Von NIKOLAUS SCHULZ UND MICHAEL FALGOWSKI 22.08.2011, 20:06

BRACHWITZ/MZ. - Das Großaufgebot an Tauchern, Feuerwehrleuten und Polizisten ist aus Brachwitz wieder abgerückt. War es ein Scherz unter Paddlern? Hat ein Kind in der Saale kalte Füße bekommen und "Papa, Papa" gerufen? Eine gewaltige Suchaktion war am Sonntag wegen dieser Hilferufe ins Rollen gekommen. Bis zum Einbruch der Dunkelheit suchten 65 Helfer, ein Hubschrauber flog den Fluss ab, drei Taucher waren immer im Wasser, zwei Hunde schlugen an der gleichen Stelle an. Am Montag nun gab die Polizei auf. "Wir haben die Suche nicht mehr fortgesetzt. Am Vormittag wurden lediglich weitere Zeugen befragt", sagte Jürgen Müller, Sprecher der Saalekreis-Polizei. Auch eine passende Meldung in der deutschlandweiten Vermisstenkartei gebe es nicht. Die Suche wurde am Nachmittag endgültig abgeblasen.

[Bereitgestellte Daten]
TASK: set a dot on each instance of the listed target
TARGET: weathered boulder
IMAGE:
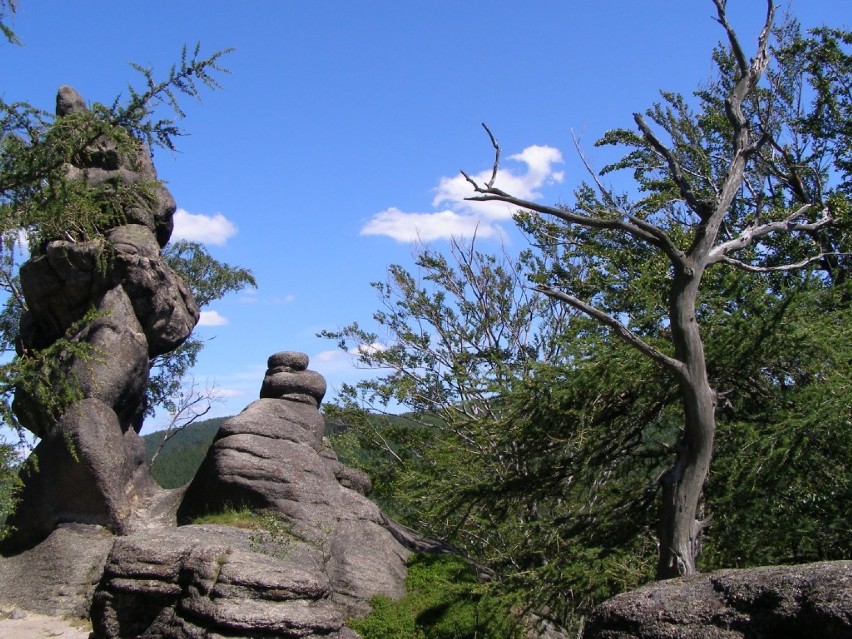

--

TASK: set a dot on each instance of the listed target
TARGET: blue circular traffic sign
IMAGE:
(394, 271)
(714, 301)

[Die Aufgaben]
1. Wie viele Helfer suchten laut dem Bericht über die Suchaktion in Brachwitz bis zum Einbruch der Dunkelheit?
2. Schreibe den Bericht über die Suchaktion in Brachwitz im Anschluss an seinen letzten Satz weiter.
Die Auflistung stammt aus einer anderen Quelle als der Textauszug.

[Antworten nach Aufgaben]
1. Es suchten 65 Helfer.

2.
Zeugin beteuert Hilferufe

Im kleinen Ort Brachwitz war der Einsatz am Montag Thema Nummer eins. Viele Anwohner haben ihre eigene Erklärung zu den Vorkommnissen. Zwei Kanufahrer hätten nur "etwas rumgealbert", vermutet ein Brachwitzer, der nahe am Fluss wohnt. Eine ähnliche Situation habe es schließlich vor einiger Zeit mit zwei Schlauchbootfahrern gegeben, die nach einem missglückten Startversuch ebenfalls um Hilfe geschrien hätten. Ganz anders sieht es die Frau, die am Sonntag die Rettungskräfte alarmiert und den Einsatz erst ins Rollen gebracht hatte. Sie bleibe bei ihrer Schilderung, sagte sie der MZ. Ihren Namen will sie nicht in der Zeitung lesen. "Ich gehe davon aus, dass ein Kind ins Wasser gefallen ist und dessen Vater anschließend versucht hat, es zu retten", beteuert die Brachwitzerin. Sie habe erst deutlich die Rufe des Kindes, danach die Schreie eines Erwachsenen gehört.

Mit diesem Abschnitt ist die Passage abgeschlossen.